**WRITTEN EXERCISE:**
Repeat the records below word for word, but start at the line that contains "Please tag the cluster", stop after the last line, and include nothing else.
** BEGIN DATA LINES **
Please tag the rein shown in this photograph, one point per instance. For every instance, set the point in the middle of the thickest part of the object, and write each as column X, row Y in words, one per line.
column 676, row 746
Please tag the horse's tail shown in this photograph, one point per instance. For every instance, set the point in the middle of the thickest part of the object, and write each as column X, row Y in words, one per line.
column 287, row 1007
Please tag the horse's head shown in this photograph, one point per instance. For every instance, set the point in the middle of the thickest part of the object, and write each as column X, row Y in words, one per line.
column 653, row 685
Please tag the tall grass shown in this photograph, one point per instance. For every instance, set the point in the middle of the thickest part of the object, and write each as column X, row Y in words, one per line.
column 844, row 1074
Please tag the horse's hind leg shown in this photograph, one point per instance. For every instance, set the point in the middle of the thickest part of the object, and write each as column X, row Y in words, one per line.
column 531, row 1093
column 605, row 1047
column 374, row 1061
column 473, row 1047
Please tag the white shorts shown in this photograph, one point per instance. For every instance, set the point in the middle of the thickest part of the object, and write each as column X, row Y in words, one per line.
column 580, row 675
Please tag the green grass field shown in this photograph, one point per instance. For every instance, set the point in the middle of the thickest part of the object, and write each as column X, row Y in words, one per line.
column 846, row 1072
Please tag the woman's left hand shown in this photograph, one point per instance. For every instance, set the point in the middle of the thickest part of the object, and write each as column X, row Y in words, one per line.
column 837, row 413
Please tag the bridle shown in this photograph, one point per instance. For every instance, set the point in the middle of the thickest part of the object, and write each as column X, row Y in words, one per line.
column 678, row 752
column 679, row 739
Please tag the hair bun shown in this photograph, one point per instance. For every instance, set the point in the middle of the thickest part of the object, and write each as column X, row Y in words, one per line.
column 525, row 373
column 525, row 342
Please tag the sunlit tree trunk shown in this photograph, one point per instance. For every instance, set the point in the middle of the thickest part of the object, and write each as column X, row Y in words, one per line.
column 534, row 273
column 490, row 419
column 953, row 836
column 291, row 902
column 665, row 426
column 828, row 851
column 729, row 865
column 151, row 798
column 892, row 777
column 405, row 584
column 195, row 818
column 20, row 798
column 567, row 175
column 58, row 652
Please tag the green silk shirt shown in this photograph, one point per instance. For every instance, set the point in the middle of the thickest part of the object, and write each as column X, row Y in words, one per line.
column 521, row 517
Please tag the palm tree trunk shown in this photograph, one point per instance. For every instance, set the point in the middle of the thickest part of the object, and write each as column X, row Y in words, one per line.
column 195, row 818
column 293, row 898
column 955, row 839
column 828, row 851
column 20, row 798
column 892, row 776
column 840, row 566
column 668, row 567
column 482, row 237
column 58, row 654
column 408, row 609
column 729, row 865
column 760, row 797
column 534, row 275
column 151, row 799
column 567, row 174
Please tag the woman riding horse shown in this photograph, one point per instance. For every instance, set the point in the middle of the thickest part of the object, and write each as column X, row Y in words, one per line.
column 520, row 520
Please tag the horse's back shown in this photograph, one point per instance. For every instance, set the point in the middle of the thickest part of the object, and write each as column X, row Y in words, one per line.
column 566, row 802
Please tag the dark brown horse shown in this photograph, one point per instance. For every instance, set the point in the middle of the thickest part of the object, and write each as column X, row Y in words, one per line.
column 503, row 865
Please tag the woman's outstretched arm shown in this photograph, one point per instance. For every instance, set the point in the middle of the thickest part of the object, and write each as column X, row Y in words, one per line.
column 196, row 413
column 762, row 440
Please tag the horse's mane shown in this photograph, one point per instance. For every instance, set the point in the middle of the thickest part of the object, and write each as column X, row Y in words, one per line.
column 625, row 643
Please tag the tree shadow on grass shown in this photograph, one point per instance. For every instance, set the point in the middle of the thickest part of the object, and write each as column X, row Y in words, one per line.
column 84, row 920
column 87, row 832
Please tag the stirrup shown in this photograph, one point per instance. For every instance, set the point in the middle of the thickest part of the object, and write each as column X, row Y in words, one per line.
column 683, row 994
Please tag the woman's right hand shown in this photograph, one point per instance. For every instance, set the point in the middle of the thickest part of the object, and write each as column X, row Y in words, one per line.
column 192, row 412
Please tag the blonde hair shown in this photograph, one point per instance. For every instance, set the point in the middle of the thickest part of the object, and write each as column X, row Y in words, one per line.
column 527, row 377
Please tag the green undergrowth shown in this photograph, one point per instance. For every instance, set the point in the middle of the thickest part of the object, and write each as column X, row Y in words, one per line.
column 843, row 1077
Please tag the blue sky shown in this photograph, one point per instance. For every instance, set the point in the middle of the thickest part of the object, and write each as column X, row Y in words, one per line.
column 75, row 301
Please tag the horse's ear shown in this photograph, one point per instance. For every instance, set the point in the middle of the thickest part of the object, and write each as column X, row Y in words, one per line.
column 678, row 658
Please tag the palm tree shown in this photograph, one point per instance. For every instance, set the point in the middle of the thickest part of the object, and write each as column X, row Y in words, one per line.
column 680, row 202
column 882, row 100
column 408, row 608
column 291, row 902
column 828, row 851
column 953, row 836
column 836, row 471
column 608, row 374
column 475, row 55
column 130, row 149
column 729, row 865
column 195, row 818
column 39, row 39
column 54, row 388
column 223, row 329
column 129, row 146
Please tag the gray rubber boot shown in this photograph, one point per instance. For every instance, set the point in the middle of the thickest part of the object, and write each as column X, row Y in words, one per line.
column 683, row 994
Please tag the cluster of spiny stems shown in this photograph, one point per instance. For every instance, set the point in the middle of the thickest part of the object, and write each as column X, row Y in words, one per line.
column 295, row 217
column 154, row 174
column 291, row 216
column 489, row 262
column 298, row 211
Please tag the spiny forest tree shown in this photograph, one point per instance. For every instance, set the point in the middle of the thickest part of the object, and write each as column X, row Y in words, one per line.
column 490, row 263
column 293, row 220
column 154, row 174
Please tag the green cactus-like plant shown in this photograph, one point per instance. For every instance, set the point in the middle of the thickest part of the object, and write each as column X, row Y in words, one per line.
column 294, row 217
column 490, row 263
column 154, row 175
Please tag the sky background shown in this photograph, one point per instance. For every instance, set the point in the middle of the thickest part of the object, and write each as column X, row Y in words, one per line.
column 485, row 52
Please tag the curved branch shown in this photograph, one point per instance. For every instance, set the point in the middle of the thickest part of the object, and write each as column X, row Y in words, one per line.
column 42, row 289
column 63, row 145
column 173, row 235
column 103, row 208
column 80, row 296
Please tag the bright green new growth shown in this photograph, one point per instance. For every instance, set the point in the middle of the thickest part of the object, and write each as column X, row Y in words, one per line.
** END DATA LINES **
**ANSWER TO THE EXERCISE:**
Please tag the cluster of spiny stems shown in this photograph, one point per instance. For every instance, set the point in the middle of the thickest part of the object, and write each as column X, row Y in words, one per line.
column 295, row 217
column 154, row 174
column 291, row 216
column 489, row 262
column 298, row 211
Please tag the spiny forest tree shown in this photograph, one point per instance. For every instance, set the point in the middle of the thickest part of the object, and write each as column X, row Y in words, one per line.
column 490, row 263
column 293, row 220
column 154, row 174
Please tag the green cactus-like plant shown in this photograph, one point per instance. For every instance, set the point in the middle of the thickest part of the object, and write each as column X, row Y in words, one per line.
column 294, row 217
column 490, row 263
column 154, row 175
Please tag the sky background shown in this photograph, one point per instance. For every instance, set the point in the middle of the thickest part of the object, and write each as column X, row Y in words, one per line.
column 485, row 52
Please tag the curved branch shown in this photograph, one point per instance. For every instance, set the point in the middle of the thickest part of the object, and write each as column X, row Y in words, one per line.
column 42, row 289
column 63, row 145
column 173, row 235
column 103, row 208
column 80, row 296
Please tag the bright green new growth shown in this photograph, one point per instance. For every instance, set the point in the middle of the thickest part of the object, and write each as column X, row Y in words, one per line.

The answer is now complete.